(Saved entries)
BEGIN
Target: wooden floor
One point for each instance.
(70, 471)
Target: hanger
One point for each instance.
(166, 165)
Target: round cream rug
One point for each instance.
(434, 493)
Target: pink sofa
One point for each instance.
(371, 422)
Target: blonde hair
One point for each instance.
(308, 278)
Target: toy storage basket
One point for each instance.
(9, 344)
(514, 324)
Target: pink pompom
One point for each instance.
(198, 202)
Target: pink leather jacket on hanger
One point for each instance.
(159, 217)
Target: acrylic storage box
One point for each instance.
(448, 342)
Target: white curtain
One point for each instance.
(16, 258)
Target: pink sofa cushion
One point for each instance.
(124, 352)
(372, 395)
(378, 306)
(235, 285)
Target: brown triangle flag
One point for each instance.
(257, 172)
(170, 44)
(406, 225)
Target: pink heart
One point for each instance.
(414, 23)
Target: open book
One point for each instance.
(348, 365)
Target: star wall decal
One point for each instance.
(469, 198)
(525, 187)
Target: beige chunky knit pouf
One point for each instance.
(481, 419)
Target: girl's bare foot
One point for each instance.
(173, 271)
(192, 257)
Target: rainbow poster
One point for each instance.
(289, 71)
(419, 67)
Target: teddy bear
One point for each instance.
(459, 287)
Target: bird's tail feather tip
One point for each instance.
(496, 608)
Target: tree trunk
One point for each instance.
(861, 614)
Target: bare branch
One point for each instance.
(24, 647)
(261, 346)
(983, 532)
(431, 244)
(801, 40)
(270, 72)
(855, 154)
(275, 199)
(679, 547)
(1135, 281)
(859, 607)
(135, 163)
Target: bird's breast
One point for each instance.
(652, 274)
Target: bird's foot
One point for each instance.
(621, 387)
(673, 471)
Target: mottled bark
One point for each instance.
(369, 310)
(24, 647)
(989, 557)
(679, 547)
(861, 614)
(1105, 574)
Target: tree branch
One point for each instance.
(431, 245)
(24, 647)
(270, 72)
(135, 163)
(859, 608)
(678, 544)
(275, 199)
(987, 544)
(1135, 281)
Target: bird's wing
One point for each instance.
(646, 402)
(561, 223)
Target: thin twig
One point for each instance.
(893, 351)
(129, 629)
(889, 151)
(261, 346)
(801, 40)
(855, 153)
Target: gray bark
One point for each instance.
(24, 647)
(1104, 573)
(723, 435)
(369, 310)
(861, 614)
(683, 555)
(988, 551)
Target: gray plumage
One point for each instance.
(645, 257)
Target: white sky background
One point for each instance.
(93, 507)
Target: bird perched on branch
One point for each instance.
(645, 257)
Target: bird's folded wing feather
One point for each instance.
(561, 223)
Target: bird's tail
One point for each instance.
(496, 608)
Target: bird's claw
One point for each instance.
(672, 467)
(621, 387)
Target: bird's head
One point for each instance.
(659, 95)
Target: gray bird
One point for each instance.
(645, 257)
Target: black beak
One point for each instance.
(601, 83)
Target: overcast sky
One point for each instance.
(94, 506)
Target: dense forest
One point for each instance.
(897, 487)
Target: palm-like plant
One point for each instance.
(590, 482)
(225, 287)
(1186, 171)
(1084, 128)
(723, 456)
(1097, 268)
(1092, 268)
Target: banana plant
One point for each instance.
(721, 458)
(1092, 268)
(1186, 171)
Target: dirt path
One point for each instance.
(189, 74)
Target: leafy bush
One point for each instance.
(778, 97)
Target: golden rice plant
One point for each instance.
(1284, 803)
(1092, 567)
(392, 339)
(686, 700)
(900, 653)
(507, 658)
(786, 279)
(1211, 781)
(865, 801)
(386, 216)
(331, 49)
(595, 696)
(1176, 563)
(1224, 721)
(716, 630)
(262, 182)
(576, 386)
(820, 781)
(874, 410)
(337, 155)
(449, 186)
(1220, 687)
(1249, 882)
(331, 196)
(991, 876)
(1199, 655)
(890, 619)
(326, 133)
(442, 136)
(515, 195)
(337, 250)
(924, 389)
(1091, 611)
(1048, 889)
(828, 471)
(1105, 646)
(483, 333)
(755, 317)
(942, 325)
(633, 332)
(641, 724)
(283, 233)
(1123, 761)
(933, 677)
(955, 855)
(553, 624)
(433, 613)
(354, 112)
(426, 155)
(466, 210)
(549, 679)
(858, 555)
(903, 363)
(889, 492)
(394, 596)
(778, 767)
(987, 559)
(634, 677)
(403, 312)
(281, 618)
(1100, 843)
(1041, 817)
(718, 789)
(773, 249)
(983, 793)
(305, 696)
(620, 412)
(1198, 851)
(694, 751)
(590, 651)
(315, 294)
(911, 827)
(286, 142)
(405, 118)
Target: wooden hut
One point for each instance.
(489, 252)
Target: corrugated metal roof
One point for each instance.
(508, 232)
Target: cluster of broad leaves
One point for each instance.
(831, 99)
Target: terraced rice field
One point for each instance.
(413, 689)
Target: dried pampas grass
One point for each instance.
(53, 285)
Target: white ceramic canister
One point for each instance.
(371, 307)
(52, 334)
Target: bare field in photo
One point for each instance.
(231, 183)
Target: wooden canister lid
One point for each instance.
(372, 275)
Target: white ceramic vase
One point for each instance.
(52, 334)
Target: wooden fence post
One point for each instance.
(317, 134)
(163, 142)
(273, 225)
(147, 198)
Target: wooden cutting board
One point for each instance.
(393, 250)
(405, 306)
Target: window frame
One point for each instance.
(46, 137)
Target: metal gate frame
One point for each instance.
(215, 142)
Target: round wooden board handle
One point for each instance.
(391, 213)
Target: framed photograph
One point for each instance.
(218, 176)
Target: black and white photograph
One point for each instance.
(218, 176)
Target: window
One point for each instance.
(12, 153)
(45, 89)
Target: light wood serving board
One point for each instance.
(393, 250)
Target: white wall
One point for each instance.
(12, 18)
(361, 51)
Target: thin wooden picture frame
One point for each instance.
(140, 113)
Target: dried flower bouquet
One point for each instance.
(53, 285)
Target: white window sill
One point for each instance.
END
- _PROBLEM_:
Filter the data down to the lines that contain the string "bird", and copy them.

- _EXERCISE RESULT_:
Target: bird's tail feather tip
Target: bird's breast
Target: bird's foot
Target: bird's wing
Target: bird perched on branch
Target: bird's folded wing feather
Target: bird's tail
Target: bird's claw
Target: bird's head
Target: gray bird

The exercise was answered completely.